### Verilen alıntı ###
Delta varyantı Aralık 2020’de ilk olarak görüldüğünden beri tüm dünyayı etkisi altına aldı. DSÖ’nün verilerine göre dünya çapındaki Kovid-19 genom dizilerinin yüzde 99,5’i artık Delta varyantı haline geldi.
Sorun şu:
2 yıldır hayatımızda olan koronavirüs salgını aşıların devreye girmesi ile düşüşe geçmişti. Ancak virüsün yeni varyantları hayatımızı yeniden alt-üst etmeye başladı. Salgının kontrolü de güç hale geldi. Dünyada en yaygın covid-19 varyantı haline gelen Delta’dan sonra ne olacak? Uzmanları endişelendiren bu konuyu enine boyuna masaya yatırdık.
### Girdi verileri ###
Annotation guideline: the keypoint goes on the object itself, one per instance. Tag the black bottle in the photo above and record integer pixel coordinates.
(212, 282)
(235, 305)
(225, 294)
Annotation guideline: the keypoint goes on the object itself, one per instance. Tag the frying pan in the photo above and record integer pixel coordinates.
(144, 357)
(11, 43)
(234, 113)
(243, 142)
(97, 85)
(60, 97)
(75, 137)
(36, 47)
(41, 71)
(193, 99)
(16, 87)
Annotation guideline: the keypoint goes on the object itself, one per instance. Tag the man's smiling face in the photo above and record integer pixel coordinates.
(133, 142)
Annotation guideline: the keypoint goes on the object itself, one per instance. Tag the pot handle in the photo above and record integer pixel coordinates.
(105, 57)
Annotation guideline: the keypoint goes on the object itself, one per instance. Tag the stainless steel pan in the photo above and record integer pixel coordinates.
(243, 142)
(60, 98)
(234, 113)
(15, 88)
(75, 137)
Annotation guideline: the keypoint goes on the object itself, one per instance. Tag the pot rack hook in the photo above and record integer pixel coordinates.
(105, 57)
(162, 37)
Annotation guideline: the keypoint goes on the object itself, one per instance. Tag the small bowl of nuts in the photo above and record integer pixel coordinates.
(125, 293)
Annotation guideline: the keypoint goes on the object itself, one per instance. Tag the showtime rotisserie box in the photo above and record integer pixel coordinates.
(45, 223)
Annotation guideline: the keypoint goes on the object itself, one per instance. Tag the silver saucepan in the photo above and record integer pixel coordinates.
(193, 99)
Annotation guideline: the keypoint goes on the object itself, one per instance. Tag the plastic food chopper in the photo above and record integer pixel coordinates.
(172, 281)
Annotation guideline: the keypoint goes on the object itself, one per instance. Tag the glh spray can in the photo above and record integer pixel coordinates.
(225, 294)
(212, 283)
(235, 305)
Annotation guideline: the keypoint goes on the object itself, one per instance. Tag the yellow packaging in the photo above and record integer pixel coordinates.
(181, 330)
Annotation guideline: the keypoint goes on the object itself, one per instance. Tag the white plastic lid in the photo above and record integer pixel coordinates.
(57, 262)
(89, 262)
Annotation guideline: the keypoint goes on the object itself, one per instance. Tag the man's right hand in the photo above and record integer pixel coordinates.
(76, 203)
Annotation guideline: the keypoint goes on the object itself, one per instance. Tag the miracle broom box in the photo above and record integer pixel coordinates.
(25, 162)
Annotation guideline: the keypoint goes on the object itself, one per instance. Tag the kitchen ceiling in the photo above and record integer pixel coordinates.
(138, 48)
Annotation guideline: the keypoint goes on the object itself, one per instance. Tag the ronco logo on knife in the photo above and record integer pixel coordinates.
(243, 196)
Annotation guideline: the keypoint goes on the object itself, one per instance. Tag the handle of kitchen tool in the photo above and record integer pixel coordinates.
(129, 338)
###
**Yapılacak iş**
Lütfen Delta varyantıyla ilgili metinde "Delta varyantı Aralık" ile "varyantı haline geldi." arasındaki bölümü, bu ifadeler de dahil olmak üzere, hiç değiştirmeden yazın.

**Görev çıktısı**
Delta varyantı Aralık 2020’de ilk olarak görüldüğünden beri tüm dünyayı etkisi altına aldı. DSÖ’nün verilerine göre dünya çapındaki Kovid-19 genom dizilerinin yüzde 99,5’i artık Delta varyantı haline geldi.